A block of data:

╔══

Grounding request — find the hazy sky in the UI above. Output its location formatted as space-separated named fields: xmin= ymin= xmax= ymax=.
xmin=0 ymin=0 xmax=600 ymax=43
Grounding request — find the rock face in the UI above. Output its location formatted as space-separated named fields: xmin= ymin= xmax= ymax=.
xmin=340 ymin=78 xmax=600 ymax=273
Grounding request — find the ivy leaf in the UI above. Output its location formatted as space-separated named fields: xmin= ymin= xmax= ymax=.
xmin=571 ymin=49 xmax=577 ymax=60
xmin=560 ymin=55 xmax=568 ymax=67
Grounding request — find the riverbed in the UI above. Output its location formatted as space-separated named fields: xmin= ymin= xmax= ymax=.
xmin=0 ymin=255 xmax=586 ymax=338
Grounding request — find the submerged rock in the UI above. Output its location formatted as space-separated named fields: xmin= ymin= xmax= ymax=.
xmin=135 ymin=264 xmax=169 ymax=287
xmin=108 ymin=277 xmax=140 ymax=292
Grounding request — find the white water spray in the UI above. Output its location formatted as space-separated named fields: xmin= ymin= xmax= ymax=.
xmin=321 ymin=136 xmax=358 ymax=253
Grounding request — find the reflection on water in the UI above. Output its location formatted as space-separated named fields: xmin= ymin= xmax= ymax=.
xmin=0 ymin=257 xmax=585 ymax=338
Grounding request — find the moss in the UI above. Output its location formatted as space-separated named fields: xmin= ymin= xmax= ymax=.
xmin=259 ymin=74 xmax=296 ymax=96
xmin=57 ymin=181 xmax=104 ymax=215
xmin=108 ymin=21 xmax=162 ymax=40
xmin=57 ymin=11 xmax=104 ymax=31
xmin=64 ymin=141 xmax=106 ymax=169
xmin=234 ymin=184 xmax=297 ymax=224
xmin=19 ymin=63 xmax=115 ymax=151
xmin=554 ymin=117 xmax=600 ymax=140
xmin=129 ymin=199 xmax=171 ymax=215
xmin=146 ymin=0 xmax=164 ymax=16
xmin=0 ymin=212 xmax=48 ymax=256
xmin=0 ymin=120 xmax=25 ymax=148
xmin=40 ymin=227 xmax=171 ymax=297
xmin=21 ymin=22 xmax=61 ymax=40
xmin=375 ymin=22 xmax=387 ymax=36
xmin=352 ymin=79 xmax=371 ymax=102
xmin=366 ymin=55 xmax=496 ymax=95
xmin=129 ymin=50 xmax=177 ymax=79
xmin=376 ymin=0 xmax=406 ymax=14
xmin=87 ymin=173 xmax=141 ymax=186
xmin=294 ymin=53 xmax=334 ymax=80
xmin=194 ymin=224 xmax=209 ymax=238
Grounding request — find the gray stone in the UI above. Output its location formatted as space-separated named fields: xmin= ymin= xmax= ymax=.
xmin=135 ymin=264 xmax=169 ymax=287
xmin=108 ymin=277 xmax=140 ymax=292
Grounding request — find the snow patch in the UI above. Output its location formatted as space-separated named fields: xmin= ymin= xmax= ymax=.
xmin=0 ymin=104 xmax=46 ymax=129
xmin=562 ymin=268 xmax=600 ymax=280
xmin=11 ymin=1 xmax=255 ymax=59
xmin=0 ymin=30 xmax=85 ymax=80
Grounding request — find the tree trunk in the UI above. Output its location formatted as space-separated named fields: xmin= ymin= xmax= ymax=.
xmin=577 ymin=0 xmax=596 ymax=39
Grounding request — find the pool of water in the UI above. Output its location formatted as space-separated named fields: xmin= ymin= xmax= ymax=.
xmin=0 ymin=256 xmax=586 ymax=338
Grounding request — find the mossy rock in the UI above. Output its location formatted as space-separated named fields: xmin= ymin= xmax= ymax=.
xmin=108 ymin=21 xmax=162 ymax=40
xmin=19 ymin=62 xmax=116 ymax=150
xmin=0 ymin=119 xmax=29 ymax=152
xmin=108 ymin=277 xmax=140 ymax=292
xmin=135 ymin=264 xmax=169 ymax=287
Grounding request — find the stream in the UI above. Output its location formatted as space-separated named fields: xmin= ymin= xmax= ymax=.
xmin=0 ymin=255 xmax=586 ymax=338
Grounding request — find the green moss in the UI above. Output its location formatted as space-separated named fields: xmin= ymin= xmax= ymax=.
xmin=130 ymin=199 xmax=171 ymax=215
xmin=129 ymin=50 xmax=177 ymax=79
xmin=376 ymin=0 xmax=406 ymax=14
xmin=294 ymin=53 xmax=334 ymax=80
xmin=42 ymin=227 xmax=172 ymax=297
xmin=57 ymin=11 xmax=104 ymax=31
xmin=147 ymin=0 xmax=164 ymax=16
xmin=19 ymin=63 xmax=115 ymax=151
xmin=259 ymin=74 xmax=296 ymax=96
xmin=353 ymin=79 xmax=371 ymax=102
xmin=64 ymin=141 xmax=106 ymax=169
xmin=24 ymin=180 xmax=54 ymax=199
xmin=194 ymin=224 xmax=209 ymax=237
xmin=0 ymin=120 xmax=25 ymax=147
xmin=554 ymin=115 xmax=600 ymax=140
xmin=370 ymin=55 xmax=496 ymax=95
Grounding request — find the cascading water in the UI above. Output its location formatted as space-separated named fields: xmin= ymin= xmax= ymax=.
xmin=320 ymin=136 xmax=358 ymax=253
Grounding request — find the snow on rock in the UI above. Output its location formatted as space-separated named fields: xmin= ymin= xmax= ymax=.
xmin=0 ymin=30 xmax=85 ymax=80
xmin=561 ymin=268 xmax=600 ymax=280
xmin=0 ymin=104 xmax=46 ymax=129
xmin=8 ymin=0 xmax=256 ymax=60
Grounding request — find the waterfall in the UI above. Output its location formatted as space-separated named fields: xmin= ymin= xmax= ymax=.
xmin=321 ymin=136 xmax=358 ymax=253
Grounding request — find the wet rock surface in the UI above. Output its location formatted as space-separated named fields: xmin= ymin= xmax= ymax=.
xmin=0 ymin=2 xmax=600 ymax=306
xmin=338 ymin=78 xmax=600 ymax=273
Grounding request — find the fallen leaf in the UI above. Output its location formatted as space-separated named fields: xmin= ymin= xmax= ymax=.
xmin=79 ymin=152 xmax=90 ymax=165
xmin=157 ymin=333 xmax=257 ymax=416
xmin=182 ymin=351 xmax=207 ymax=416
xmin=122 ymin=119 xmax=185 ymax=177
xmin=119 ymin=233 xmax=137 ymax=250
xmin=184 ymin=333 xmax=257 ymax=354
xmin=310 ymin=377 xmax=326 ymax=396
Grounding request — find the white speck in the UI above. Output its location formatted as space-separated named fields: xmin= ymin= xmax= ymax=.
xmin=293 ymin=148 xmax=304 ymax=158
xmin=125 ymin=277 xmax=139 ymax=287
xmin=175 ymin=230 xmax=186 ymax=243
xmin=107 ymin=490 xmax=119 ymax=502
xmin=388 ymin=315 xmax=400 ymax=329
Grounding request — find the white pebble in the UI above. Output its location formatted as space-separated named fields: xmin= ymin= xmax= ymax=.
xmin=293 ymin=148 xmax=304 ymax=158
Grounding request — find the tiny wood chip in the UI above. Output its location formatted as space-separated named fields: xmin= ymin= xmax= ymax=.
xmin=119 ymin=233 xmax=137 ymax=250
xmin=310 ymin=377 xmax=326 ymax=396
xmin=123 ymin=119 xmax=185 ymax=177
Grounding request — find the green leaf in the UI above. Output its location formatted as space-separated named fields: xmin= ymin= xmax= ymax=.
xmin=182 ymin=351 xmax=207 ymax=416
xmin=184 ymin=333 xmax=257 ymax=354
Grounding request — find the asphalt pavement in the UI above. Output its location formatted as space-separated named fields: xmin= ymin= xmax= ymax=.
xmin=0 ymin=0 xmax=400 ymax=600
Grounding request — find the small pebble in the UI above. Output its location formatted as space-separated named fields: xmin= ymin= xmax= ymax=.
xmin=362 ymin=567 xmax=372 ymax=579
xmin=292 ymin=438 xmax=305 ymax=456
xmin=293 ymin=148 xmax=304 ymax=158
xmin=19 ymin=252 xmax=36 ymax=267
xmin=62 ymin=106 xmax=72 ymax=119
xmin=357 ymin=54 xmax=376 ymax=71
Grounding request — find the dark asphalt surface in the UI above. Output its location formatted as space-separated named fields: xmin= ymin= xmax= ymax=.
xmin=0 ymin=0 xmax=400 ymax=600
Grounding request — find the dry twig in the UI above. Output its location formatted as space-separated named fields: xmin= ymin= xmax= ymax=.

╚══

- WRITTEN REQUEST: Update the data starting at the line that contains "Grounding request — find the green leaf" and ending at the last line of the data, replacing "pebble" with "stone". Give back only those lines, with nothing else changed.

- FULL RESPONSE:
Grounding request — find the green leaf in the UI above. Output its location formatted as space-separated named fields: xmin= ymin= xmax= ymax=.
xmin=182 ymin=351 xmax=207 ymax=416
xmin=184 ymin=333 xmax=257 ymax=354
Grounding request — find the asphalt pavement in the UI above. Output its location formatted as space-separated named fields: xmin= ymin= xmax= ymax=.
xmin=0 ymin=0 xmax=400 ymax=600
Grounding request — find the small stone in the UI above. Output its location formatted as space-separated named fields: xmin= ymin= xmax= ymax=.
xmin=362 ymin=567 xmax=372 ymax=579
xmin=292 ymin=438 xmax=305 ymax=456
xmin=293 ymin=148 xmax=304 ymax=158
xmin=19 ymin=252 xmax=36 ymax=267
xmin=62 ymin=106 xmax=72 ymax=119
xmin=357 ymin=54 xmax=376 ymax=71
Grounding request — find the dark asphalt surface in the UI above. Output its location formatted as space-separated named fields: xmin= ymin= xmax= ymax=.
xmin=0 ymin=0 xmax=400 ymax=600
Grounding request — find the dry twig in the UI above. Output its location formatted as space-separated named fields: xmin= ymin= xmax= ymax=.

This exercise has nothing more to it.